-- Exercise description --
Once you find the line that contains "Target: blue drape panel", write out that line and every line after it to the end of the records, exactly and with nothing else.
═══ Data shown
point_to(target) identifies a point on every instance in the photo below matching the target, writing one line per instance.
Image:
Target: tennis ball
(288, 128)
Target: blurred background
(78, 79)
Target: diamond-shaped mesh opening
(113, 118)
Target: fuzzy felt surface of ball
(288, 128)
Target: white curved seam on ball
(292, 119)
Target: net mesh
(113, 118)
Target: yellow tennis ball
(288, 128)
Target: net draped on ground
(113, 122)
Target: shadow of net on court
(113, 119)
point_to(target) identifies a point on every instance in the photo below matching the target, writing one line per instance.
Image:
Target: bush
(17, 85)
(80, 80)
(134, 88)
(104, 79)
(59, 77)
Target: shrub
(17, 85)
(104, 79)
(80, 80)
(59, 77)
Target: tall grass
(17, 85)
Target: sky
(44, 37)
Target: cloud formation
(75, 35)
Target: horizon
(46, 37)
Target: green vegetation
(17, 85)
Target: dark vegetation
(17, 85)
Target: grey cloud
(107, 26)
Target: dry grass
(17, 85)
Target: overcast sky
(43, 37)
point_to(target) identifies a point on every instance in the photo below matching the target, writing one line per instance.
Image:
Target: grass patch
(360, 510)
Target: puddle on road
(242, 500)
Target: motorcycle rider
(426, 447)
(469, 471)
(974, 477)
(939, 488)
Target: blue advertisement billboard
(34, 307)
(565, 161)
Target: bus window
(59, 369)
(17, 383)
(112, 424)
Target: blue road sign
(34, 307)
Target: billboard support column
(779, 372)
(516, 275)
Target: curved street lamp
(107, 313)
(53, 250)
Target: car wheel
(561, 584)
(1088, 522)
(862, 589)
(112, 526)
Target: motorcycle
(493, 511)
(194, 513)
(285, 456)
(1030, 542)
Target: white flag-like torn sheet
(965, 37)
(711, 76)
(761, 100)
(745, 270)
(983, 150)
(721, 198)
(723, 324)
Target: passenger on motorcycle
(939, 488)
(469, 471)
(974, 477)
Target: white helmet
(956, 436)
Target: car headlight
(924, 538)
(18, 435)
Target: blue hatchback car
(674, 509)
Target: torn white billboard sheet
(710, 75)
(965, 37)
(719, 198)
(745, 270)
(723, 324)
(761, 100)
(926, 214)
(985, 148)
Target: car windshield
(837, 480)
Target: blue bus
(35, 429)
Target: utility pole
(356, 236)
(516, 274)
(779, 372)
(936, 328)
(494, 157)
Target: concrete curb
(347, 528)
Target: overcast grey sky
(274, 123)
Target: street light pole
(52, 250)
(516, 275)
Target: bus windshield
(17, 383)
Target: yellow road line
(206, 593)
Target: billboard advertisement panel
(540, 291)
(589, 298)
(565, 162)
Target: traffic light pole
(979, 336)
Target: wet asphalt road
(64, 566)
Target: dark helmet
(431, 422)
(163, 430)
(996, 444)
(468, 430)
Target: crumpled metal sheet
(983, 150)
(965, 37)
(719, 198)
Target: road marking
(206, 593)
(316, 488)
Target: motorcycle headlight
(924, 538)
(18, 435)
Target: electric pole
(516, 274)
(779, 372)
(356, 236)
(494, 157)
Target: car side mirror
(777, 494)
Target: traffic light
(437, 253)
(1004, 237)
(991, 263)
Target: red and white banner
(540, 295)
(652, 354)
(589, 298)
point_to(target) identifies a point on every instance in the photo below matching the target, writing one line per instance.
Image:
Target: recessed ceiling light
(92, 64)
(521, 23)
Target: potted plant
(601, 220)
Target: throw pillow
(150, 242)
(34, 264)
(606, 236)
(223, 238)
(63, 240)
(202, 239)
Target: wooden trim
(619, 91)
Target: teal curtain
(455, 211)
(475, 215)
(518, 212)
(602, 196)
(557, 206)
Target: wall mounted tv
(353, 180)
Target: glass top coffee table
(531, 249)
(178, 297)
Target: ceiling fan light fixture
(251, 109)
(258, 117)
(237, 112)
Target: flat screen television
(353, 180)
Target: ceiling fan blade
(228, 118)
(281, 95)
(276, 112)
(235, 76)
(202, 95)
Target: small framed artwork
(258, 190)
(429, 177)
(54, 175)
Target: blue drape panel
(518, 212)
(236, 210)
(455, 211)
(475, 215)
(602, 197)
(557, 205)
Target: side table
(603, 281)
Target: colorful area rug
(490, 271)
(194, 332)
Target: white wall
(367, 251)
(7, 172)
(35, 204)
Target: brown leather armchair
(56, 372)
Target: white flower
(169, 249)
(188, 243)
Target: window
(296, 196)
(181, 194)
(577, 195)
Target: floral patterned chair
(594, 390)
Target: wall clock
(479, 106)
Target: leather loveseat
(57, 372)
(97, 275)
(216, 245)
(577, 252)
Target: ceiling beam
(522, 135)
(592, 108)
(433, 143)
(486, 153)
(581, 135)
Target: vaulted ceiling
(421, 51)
══════
-- Response to this exercise --
Target: blue drape panel
(518, 212)
(236, 210)
(455, 211)
(475, 215)
(602, 197)
(557, 205)
Target: side table
(603, 281)
Target: colorful area rug
(490, 271)
(194, 332)
Target: white wall
(367, 251)
(7, 172)
(35, 204)
Target: brown leather armchair
(56, 372)
Target: white flower
(169, 249)
(188, 243)
Target: window
(296, 196)
(181, 194)
(577, 195)
Target: floral patterned chair
(594, 390)
Target: wall clock
(479, 106)
Target: leather loveseat
(57, 372)
(97, 275)
(216, 245)
(577, 252)
Target: ceiling beam
(522, 135)
(592, 108)
(433, 143)
(486, 153)
(581, 135)
Target: vaulted ceiling
(421, 51)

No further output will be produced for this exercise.